- Stated exercise
Please print these lines from the entries below exactly, starting at the line containing "Return one point per instance of the flower" and ending at the final line of the entries, with both ends included.

[Point placement records]
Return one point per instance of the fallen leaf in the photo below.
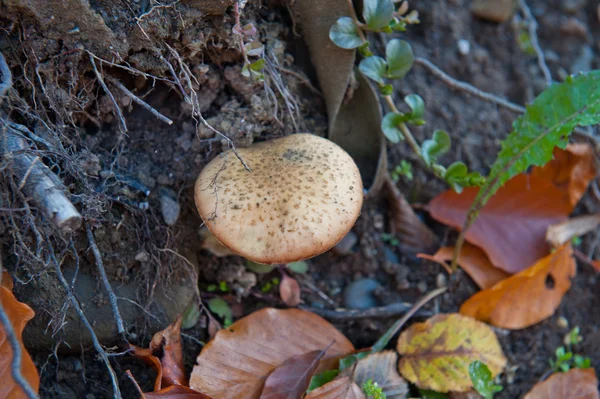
(511, 228)
(574, 384)
(473, 261)
(561, 233)
(18, 314)
(291, 379)
(436, 354)
(289, 291)
(238, 360)
(175, 392)
(413, 234)
(527, 297)
(165, 354)
(381, 368)
(341, 388)
(571, 170)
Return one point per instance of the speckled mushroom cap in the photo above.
(302, 195)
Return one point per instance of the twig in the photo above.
(395, 309)
(6, 82)
(111, 294)
(122, 124)
(13, 341)
(86, 323)
(532, 23)
(458, 85)
(139, 101)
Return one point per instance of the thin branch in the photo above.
(458, 85)
(111, 294)
(122, 124)
(532, 23)
(393, 310)
(15, 364)
(139, 101)
(101, 352)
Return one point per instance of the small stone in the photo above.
(169, 206)
(441, 280)
(142, 256)
(464, 47)
(562, 322)
(493, 10)
(344, 247)
(359, 294)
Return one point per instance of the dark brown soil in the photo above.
(55, 83)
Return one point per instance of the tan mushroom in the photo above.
(302, 195)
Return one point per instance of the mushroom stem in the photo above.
(37, 180)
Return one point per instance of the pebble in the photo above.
(493, 10)
(359, 294)
(464, 47)
(169, 206)
(344, 247)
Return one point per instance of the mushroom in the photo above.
(300, 198)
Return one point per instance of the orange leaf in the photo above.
(236, 363)
(292, 378)
(511, 228)
(574, 384)
(571, 170)
(19, 314)
(341, 388)
(527, 297)
(170, 365)
(176, 392)
(473, 261)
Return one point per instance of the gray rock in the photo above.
(360, 294)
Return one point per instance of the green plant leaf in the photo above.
(546, 124)
(374, 68)
(389, 126)
(482, 380)
(221, 308)
(433, 148)
(344, 34)
(417, 105)
(300, 267)
(259, 268)
(378, 13)
(399, 57)
(318, 380)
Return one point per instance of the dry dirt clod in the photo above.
(494, 10)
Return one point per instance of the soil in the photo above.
(134, 188)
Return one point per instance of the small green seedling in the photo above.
(482, 380)
(372, 390)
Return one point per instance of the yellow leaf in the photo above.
(436, 354)
(527, 297)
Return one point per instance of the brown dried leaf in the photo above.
(238, 360)
(291, 379)
(341, 388)
(561, 233)
(527, 297)
(412, 233)
(18, 314)
(169, 366)
(175, 392)
(574, 384)
(289, 291)
(381, 368)
(473, 261)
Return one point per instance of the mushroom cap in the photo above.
(301, 197)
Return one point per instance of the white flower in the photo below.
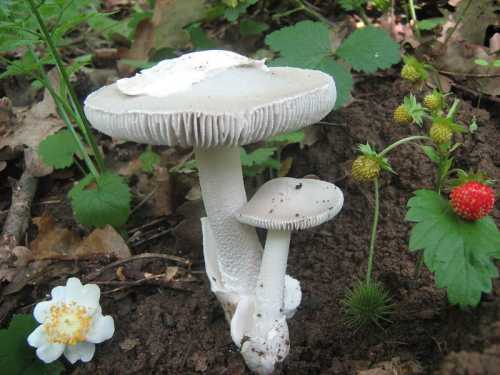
(71, 323)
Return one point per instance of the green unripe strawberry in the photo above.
(433, 101)
(410, 73)
(365, 169)
(440, 133)
(401, 115)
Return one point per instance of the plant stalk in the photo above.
(402, 141)
(83, 124)
(413, 13)
(373, 236)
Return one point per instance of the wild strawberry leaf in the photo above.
(369, 49)
(58, 150)
(307, 44)
(16, 356)
(101, 201)
(458, 252)
(149, 160)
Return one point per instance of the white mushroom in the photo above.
(237, 103)
(280, 206)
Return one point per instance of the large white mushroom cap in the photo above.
(291, 204)
(233, 105)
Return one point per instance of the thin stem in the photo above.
(373, 236)
(457, 23)
(306, 7)
(84, 125)
(402, 141)
(63, 110)
(413, 14)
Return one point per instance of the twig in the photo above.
(153, 237)
(20, 210)
(143, 256)
(129, 284)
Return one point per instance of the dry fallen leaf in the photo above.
(54, 242)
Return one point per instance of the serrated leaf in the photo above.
(430, 23)
(458, 252)
(101, 201)
(251, 27)
(16, 356)
(369, 49)
(256, 157)
(304, 44)
(149, 160)
(288, 138)
(199, 38)
(350, 5)
(307, 45)
(58, 150)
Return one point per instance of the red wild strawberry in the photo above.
(472, 200)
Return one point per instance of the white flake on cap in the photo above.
(291, 204)
(181, 73)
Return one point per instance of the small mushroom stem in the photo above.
(238, 248)
(270, 289)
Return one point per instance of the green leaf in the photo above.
(58, 150)
(199, 38)
(251, 27)
(16, 356)
(342, 77)
(431, 23)
(350, 5)
(149, 160)
(256, 157)
(101, 201)
(369, 49)
(304, 44)
(458, 252)
(232, 14)
(287, 138)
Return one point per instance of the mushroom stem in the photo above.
(238, 247)
(270, 289)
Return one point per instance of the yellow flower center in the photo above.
(68, 324)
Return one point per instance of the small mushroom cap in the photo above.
(237, 106)
(291, 204)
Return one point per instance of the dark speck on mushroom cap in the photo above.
(280, 205)
(238, 106)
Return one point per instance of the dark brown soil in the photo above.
(165, 331)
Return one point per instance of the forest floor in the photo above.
(179, 328)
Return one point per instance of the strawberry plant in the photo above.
(307, 45)
(455, 237)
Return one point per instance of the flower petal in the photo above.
(38, 338)
(103, 328)
(42, 311)
(83, 351)
(50, 352)
(58, 294)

- Task answer
Return one point per instance of the flower petal in the photo above.
(38, 338)
(103, 328)
(42, 311)
(83, 351)
(50, 352)
(58, 294)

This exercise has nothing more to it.